_Quoted text_
/---

For optimal reading, please switch to desktop mode.
The Slurm Workload Manager is a widely used job scheduler in HPC clusters yet, to the best of our knowledge, the path towards a production-ready, containerised version of Slurm running on Kubernetes has remained relatively unexplored.
We suspect that this is partly due to apparent design mismatches arising from Slurm's roots in a world of stable, long-lived "nodes", versus the Kubernetes world of modular, replaceable containers. However, our experience with the (non-Kubernetes-based) StackHPC Slurm Appliance HPC environment has shown there are a number of potential benefits to combining these two technologies.
Firstly, at its heart creating and operating a Slurm cluster requires the build, deployment and configuration of many pieces of software across multiple physical or virtual servers, and management of the connectivity between them. These are exactly the problems the Kubernetes ecosystem tackles, and it provides powerful tools for all of these areas. Secondly, Kubernetes' autoscaling capabilities provide some interesting possibilities for implementing Slurm in hybrid private/public cloud environments, relying on Kubernetes to provide a common API. Finally, a Kubernetes-based Slurm would simplify integration with the StackHPC Azimuth self-service platform portal which makes it trivial to deploy Kubernetes applications packaged with Helm.
In this blog post, we provide a detailed account of our ongoing R&D work to explore the viability, benefits and drawbacks of deploying containerised Slurm on Kubernetes. The source code for the project can be found here and includes a pre-packaged Helm chart for convenient deployment.
A traditional Slurm deployment contains a number of task-specific daemons. The obvious approach to running Slurm on Kubernetes is therefore to provide a separate pod for each daemon. This leads to the following pods:
- slurmctld - A single pod running the control daemon responsible for managing the job queue, monitoring worker nodes and allocating resources.
- slurmd - Multiple pods running the daemon for worker nodes.
- slurmdbd - A single pod providing the interface to the database used for persisting accounting records.

\---

_Data listing_
/---

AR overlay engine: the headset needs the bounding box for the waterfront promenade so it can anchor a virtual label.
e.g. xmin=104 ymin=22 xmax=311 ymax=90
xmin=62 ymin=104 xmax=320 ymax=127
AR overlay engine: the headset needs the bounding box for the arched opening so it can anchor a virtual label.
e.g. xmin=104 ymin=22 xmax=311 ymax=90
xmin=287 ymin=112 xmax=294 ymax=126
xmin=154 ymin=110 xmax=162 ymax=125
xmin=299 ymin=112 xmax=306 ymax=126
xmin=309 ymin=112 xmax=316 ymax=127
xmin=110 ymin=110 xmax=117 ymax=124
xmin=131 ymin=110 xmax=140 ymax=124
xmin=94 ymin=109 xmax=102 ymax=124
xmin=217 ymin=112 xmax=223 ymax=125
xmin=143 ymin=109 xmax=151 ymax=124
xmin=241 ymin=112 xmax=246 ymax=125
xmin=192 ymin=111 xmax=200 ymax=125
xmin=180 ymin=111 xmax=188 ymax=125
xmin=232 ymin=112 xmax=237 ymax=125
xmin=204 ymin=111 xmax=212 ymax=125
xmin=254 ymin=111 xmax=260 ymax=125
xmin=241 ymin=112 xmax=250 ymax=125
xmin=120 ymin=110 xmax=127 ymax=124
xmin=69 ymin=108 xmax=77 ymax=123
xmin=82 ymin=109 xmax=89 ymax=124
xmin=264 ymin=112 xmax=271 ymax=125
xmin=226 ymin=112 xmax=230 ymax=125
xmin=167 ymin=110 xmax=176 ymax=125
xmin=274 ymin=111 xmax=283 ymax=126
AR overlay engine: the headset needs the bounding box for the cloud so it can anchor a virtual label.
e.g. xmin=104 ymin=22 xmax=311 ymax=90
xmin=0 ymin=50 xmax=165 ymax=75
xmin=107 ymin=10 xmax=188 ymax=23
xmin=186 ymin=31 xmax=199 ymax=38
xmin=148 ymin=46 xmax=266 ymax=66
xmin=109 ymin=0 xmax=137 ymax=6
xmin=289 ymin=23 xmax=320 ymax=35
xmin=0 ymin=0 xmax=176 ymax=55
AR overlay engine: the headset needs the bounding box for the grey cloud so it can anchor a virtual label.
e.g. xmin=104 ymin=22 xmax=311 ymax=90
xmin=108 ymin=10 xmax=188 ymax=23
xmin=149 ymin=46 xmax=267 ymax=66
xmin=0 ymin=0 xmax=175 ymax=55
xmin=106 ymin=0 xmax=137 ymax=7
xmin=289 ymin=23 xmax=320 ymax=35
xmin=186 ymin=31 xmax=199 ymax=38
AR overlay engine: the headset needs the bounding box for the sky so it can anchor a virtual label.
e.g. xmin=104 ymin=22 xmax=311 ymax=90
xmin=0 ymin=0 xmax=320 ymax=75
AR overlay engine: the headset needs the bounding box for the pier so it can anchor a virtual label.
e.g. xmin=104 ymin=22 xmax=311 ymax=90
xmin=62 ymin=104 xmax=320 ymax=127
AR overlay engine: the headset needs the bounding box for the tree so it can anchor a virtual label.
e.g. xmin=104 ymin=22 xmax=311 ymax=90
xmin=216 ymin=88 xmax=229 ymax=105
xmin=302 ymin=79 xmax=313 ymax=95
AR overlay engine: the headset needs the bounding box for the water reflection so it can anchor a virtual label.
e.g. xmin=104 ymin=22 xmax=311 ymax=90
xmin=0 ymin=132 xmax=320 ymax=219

\---

_Instruction A_
List the names of the pods that the Slurm on Kubernetes text says a containerised Slurm deployment would use.
_Instruction B_
Reproduce everything in the Slurm on Kubernetes text from "In this blog" down to "and allocating resources.".

_Correct answer A_
slurmctld, slurmd, slurmdbd

_Correct answer B_
In this blog post, we provide a detailed account of our ongoing R&D work to explore the viability, benefits and drawbacks of deploying containerised Slurm on Kubernetes. The source code for the project can be found here and includes a pre-packaged Helm chart for convenient deployment.
A traditional Slurm deployment contains a number of task-specific daemons. The obvious approach to running Slurm on Kubernetes is therefore to provide a separate pod for each daemon. This leads to the following pods:
- slurmctld - A single pod running the control daemon responsible for managing the job queue, monitoring worker nodes and allocating resources.